• Task to complete:
On every line of the listing, check for "orange"; copy the lines that have it.

• Record extracts:
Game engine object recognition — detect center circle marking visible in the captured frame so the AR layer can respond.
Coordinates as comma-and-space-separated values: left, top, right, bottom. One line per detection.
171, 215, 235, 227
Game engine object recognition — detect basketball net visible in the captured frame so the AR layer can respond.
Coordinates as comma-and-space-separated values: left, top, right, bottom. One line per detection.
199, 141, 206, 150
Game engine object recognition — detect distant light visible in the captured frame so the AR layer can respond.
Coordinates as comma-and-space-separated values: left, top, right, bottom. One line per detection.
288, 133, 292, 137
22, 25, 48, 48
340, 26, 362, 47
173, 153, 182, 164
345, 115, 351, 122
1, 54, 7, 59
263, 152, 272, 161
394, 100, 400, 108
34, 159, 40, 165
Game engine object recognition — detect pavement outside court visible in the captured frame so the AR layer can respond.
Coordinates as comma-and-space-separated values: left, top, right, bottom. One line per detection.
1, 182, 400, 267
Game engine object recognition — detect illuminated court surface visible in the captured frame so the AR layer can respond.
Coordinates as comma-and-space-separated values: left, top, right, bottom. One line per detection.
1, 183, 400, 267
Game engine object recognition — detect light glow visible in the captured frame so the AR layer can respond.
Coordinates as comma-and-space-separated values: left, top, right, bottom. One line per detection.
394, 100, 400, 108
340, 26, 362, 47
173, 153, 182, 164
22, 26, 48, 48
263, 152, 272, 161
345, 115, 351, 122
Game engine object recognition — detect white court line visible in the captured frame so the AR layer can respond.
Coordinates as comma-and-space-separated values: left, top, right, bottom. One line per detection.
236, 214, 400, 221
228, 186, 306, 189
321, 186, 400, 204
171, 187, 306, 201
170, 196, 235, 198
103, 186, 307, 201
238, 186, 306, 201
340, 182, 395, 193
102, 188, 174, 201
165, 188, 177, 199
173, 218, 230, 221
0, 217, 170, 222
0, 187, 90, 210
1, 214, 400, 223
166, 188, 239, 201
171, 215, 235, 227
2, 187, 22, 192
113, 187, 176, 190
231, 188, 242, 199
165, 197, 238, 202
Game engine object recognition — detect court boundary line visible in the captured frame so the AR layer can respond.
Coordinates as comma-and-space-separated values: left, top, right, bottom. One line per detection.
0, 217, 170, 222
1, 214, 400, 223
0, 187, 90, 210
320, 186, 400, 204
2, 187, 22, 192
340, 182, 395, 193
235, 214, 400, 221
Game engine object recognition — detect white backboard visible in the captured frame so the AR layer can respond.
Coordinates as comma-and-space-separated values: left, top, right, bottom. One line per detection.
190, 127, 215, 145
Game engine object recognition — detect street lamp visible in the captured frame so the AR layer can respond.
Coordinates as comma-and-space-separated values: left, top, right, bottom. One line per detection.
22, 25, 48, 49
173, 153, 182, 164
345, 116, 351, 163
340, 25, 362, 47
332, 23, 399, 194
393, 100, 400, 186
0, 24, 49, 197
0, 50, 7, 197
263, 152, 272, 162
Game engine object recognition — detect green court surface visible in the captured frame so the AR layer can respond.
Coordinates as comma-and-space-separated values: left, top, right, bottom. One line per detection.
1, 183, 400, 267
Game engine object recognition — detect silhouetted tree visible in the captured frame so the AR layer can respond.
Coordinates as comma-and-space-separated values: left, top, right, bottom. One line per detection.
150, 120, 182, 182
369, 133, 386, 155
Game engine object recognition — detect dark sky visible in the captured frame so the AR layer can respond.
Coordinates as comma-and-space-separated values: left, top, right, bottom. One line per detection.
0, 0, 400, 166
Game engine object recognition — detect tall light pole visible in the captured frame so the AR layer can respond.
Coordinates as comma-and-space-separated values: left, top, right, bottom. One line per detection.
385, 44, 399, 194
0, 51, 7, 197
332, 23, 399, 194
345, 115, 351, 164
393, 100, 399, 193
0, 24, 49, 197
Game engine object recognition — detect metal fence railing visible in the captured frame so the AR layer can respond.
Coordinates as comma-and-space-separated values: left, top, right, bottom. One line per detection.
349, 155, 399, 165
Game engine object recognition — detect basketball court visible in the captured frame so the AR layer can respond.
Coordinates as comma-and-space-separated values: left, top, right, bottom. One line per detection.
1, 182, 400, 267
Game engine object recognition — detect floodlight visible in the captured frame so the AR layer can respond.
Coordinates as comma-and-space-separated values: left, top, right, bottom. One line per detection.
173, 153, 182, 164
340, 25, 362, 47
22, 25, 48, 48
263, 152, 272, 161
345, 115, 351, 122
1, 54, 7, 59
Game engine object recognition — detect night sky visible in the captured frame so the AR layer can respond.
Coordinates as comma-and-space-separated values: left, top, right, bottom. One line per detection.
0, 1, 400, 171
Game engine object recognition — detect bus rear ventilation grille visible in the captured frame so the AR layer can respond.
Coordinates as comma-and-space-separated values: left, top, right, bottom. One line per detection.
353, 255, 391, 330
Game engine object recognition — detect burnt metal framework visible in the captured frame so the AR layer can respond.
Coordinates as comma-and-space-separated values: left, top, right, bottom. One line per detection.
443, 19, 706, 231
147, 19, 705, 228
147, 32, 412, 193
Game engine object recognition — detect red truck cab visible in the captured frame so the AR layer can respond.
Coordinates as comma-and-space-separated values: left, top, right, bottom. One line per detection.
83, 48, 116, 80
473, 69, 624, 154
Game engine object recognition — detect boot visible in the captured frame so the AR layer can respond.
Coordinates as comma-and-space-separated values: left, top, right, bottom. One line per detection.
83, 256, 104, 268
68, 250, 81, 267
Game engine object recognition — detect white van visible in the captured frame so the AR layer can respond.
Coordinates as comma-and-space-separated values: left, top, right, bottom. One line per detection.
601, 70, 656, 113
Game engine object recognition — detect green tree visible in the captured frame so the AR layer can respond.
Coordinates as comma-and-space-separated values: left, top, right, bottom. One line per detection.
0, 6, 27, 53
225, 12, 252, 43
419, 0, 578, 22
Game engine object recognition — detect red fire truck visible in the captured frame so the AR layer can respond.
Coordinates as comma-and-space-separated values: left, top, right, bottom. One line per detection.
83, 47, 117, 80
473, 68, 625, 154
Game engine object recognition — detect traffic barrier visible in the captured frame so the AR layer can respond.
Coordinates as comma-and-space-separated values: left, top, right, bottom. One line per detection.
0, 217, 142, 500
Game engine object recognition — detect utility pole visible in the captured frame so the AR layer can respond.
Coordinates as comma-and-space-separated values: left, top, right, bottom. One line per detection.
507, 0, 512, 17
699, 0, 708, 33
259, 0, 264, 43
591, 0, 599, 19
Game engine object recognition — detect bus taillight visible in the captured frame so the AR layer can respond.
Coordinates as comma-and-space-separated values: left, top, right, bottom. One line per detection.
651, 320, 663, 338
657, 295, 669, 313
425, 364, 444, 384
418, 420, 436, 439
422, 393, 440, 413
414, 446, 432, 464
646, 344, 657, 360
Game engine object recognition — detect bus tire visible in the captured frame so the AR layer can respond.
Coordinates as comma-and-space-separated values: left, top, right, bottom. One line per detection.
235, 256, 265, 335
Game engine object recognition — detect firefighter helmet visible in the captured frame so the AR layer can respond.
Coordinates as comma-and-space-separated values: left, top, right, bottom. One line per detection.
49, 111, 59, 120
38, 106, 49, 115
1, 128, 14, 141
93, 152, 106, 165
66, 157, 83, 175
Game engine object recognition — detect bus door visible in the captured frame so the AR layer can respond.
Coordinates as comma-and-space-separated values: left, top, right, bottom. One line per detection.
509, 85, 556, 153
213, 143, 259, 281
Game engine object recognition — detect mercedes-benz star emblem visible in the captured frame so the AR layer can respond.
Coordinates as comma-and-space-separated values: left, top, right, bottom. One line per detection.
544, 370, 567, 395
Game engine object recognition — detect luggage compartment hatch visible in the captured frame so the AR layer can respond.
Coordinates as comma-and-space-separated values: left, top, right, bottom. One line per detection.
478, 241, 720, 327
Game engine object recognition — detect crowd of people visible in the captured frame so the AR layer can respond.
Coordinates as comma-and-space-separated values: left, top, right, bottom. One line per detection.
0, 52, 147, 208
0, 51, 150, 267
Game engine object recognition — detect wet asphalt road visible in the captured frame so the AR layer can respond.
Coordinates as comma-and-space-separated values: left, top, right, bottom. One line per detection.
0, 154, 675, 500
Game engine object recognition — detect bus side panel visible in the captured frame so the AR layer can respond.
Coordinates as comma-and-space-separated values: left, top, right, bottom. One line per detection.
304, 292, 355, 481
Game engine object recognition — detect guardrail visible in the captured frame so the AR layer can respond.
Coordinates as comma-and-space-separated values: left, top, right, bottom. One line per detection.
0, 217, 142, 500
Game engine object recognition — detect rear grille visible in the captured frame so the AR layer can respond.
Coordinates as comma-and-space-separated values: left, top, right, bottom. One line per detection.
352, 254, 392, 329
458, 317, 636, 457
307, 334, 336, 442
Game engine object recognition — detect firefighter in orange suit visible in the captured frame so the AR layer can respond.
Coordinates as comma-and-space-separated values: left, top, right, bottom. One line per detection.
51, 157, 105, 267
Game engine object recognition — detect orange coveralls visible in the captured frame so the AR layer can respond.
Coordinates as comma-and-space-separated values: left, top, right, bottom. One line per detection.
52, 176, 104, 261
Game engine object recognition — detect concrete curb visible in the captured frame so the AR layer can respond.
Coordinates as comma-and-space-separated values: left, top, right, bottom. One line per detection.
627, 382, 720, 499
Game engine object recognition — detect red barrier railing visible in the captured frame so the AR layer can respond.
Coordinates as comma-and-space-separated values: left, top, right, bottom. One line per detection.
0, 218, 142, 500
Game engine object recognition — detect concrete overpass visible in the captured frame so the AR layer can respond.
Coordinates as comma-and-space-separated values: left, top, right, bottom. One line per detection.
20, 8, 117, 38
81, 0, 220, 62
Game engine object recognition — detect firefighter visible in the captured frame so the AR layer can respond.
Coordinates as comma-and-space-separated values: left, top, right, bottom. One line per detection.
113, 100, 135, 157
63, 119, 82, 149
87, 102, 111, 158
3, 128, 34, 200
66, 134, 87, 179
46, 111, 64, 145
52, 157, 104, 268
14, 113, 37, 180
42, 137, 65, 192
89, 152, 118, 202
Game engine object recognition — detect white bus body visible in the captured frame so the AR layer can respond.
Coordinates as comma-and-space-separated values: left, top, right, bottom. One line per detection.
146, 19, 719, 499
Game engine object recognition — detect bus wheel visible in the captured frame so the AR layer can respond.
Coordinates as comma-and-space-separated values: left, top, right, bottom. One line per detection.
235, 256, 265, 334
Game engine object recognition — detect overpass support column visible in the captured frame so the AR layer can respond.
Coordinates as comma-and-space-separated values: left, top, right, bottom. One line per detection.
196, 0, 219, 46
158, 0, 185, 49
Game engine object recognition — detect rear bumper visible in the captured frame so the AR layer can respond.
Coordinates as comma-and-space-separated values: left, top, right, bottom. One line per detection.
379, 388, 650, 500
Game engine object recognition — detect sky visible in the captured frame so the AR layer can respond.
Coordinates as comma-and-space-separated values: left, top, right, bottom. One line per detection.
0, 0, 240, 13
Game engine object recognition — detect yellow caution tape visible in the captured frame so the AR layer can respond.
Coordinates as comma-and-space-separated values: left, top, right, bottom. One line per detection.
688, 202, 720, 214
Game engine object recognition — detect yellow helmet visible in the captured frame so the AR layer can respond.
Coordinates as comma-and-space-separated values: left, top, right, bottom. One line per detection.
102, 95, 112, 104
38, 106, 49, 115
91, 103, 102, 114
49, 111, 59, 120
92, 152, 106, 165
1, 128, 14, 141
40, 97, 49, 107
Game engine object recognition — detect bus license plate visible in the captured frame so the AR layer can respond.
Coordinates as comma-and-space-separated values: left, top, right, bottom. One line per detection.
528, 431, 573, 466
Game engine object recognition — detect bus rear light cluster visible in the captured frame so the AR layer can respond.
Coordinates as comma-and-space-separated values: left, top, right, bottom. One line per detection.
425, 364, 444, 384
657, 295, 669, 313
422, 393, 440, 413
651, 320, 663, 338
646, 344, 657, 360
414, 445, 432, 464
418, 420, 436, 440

• Written answer:
Game engine object recognition — detect firefighter in orange suit visible in the captured frame so the AR layer can respond.
Game engine object recognition — detect orange coveralls visible in the captured frame so the AR layer can respond.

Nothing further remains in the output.